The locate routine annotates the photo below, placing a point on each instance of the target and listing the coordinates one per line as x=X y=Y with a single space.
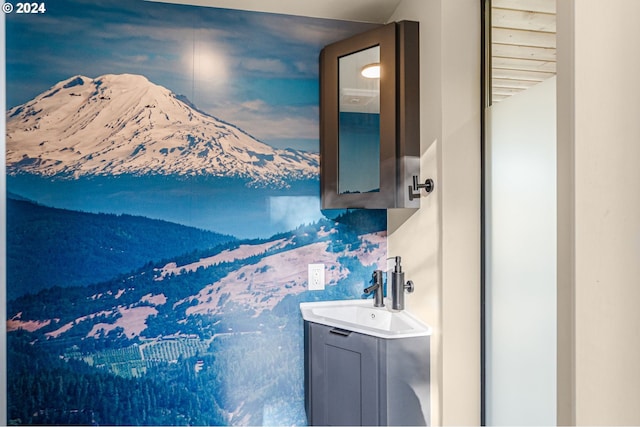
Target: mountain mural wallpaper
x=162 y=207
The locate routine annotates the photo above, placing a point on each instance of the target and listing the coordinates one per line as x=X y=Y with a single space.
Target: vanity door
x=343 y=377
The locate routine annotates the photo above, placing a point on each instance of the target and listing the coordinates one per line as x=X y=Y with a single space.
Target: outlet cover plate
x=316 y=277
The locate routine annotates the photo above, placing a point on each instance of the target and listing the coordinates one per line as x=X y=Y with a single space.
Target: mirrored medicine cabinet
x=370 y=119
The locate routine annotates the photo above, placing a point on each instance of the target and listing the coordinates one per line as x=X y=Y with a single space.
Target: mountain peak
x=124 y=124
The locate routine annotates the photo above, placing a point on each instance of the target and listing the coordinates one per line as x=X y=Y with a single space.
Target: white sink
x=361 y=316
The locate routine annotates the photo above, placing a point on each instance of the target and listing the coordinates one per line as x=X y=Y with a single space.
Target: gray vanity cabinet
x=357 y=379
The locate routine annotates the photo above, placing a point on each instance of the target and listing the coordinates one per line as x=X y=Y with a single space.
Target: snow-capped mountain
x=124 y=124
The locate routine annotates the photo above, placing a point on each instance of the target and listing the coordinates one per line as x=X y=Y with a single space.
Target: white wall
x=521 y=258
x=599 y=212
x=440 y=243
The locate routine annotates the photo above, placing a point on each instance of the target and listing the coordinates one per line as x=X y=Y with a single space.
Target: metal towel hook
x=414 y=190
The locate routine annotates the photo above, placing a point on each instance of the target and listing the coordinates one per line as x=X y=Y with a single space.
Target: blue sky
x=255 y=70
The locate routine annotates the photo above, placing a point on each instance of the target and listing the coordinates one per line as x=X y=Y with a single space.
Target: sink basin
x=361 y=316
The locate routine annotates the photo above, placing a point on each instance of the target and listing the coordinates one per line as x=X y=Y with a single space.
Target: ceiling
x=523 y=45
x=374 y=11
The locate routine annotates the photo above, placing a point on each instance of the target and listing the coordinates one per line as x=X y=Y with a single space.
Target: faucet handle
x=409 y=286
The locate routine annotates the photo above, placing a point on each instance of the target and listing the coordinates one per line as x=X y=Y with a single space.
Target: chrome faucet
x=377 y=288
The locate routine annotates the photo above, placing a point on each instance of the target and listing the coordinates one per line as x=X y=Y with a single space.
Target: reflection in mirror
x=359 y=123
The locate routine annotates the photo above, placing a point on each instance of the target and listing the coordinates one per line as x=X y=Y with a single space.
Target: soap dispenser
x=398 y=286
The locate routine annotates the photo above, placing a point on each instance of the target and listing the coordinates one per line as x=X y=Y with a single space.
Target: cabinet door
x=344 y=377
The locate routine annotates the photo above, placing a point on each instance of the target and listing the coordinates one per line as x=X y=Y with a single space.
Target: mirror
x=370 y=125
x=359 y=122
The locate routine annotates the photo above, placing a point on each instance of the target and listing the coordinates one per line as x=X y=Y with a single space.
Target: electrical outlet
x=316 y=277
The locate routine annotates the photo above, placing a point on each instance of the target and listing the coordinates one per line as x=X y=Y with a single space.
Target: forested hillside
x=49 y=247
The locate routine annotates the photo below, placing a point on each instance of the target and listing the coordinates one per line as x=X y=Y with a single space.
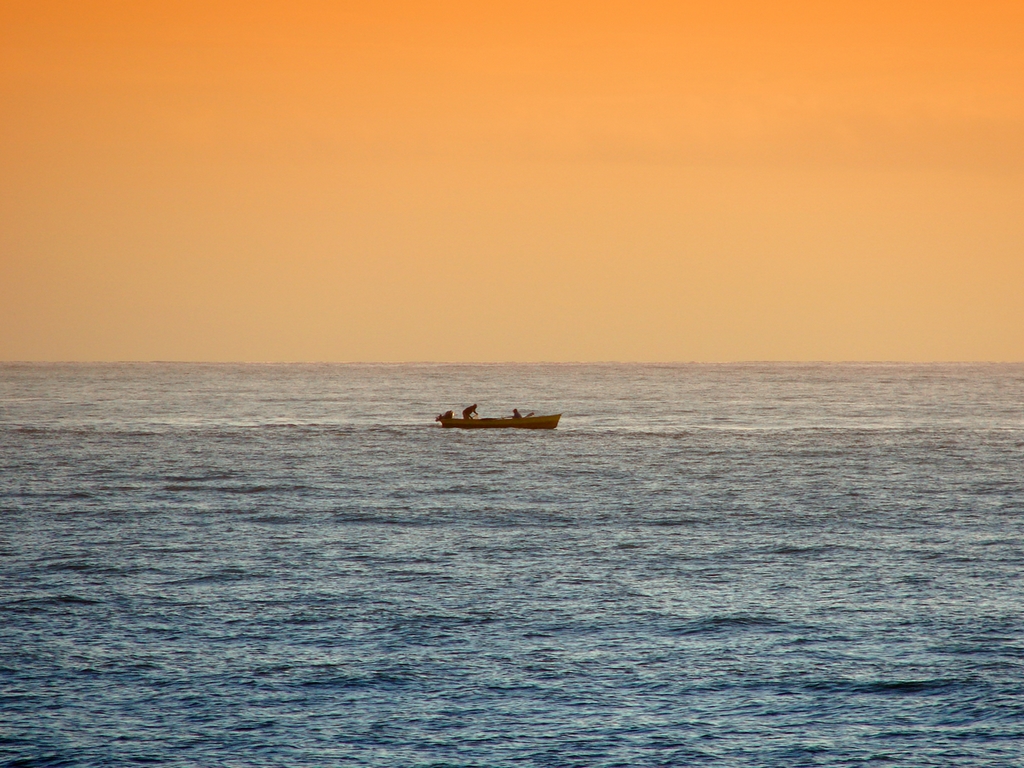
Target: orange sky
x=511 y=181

* * *

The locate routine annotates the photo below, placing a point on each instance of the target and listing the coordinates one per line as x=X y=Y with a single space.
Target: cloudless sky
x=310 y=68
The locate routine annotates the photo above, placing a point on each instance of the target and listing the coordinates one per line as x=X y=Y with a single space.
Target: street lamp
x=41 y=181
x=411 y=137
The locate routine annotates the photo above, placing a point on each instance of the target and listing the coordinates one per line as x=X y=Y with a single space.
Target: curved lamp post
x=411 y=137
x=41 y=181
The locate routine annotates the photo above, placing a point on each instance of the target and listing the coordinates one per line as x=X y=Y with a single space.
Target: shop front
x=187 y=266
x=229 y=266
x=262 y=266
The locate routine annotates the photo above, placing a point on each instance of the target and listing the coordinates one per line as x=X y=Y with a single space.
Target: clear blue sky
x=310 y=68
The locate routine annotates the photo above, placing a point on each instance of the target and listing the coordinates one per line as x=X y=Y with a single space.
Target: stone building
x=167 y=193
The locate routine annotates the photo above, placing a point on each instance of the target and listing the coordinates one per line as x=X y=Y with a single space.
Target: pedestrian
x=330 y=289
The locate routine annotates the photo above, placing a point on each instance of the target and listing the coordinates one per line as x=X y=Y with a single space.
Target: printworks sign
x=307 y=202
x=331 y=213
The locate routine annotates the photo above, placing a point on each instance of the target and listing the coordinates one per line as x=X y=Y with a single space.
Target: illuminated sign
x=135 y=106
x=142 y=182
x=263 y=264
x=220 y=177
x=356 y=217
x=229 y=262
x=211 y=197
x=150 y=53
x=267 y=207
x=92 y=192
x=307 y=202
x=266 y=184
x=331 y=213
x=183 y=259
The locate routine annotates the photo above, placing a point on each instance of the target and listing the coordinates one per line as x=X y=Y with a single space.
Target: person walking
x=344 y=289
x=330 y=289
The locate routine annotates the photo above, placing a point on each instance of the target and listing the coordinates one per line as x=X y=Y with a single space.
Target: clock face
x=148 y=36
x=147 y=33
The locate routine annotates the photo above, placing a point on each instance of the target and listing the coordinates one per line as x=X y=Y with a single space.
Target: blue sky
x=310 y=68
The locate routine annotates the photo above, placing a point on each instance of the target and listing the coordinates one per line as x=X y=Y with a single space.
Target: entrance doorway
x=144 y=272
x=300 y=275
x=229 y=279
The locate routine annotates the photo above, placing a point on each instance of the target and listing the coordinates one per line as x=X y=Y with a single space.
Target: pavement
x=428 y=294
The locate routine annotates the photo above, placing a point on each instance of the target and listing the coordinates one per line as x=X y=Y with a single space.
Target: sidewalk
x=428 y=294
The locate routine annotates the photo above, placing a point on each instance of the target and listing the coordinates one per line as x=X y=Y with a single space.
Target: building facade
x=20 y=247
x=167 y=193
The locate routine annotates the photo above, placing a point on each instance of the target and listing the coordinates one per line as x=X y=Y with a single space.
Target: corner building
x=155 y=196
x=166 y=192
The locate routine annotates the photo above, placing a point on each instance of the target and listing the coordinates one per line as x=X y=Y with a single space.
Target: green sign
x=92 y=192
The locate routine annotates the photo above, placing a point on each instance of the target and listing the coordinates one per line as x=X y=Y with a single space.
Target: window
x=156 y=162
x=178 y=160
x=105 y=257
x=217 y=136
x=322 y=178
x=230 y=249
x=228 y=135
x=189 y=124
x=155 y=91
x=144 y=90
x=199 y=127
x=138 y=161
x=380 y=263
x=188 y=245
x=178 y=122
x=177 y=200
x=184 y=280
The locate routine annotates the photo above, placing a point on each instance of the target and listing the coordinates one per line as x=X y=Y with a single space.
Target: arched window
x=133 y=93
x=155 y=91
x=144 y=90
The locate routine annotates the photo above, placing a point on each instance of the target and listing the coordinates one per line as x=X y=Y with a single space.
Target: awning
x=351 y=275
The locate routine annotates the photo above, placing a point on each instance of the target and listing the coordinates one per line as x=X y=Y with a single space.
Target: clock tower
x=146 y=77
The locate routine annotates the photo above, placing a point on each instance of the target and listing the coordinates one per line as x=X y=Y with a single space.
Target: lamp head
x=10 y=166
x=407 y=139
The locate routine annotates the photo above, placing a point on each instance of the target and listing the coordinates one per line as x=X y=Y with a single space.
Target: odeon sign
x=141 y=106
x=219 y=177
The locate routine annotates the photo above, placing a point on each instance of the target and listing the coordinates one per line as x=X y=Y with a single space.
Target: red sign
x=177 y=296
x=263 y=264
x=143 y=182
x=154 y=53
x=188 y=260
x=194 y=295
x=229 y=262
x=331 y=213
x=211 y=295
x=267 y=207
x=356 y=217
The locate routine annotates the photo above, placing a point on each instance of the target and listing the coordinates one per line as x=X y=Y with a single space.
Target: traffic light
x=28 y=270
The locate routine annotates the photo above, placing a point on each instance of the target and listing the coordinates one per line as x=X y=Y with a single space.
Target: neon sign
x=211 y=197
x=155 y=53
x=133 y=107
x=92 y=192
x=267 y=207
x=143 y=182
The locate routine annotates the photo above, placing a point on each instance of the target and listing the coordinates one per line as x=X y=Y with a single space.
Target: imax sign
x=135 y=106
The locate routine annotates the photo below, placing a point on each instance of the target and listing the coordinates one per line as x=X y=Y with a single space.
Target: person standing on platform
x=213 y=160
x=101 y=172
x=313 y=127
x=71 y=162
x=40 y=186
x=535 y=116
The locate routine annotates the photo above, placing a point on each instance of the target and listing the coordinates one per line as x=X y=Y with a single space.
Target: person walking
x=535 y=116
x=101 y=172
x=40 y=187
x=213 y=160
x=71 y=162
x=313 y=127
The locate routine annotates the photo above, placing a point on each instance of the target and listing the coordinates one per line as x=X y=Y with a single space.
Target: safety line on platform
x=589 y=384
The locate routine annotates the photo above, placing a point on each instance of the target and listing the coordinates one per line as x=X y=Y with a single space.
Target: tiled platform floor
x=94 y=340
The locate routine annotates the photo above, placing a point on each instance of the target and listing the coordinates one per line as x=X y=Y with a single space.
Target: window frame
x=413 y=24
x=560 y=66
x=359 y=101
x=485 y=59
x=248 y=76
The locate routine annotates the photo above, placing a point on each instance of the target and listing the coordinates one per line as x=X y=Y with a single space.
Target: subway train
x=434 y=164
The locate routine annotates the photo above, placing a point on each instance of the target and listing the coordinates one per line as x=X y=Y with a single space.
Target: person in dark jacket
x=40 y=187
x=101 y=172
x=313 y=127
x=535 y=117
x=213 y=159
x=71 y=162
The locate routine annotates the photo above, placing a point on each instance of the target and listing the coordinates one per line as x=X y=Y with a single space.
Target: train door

---

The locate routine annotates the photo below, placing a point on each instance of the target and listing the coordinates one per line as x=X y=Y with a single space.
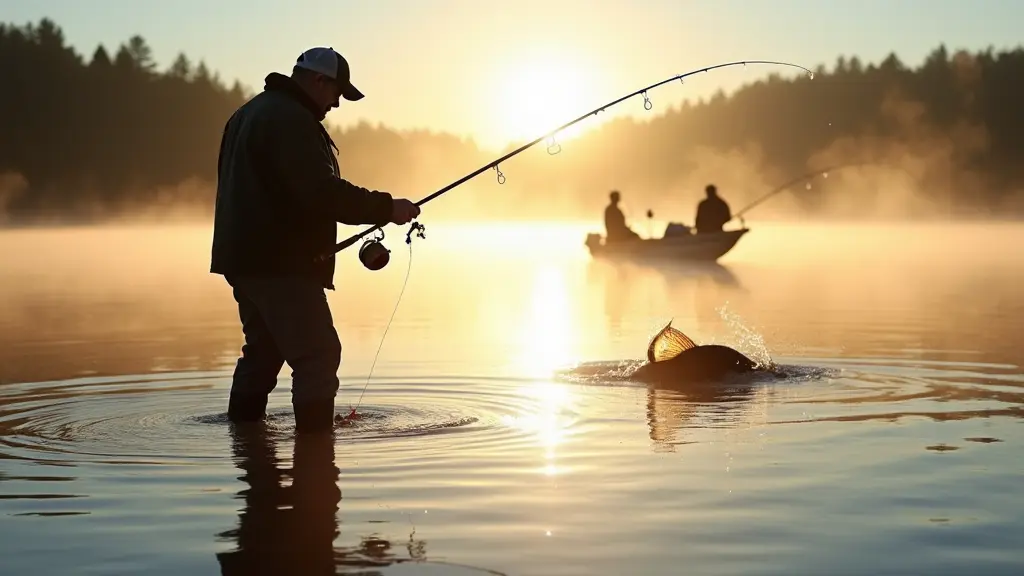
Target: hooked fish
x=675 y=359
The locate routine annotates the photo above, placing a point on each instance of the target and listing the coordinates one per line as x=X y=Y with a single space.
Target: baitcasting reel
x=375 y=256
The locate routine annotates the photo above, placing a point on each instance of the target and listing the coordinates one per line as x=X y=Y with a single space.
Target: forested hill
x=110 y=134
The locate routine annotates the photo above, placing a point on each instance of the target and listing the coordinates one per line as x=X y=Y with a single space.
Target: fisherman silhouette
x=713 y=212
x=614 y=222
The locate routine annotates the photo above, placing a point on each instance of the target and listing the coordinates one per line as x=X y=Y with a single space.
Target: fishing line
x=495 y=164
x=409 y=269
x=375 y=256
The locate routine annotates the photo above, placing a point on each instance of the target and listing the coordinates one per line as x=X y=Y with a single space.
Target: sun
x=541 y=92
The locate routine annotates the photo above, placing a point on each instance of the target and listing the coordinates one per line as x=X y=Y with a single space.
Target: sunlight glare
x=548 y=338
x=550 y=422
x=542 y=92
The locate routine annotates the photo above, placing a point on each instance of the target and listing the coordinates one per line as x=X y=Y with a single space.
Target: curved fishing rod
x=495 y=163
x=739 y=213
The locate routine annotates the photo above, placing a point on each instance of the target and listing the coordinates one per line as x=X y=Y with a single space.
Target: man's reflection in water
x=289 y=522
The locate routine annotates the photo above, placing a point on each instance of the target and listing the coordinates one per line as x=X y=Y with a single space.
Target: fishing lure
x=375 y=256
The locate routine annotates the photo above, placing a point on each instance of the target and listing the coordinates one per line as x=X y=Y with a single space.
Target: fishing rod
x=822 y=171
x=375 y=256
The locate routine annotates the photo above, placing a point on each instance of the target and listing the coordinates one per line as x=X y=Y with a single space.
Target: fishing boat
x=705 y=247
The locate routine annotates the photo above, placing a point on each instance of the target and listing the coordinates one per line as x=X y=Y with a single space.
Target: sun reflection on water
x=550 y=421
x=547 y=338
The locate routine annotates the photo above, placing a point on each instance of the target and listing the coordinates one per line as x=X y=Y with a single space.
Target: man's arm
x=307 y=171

:: What is being asked ::
Copy out every line above that contains the word "cabinet", leaving out all the rest.

:: Solution for this exercise ::
Target: mirrored medicine cabinet
Target: gray vanity cabinet
Target: cabinet door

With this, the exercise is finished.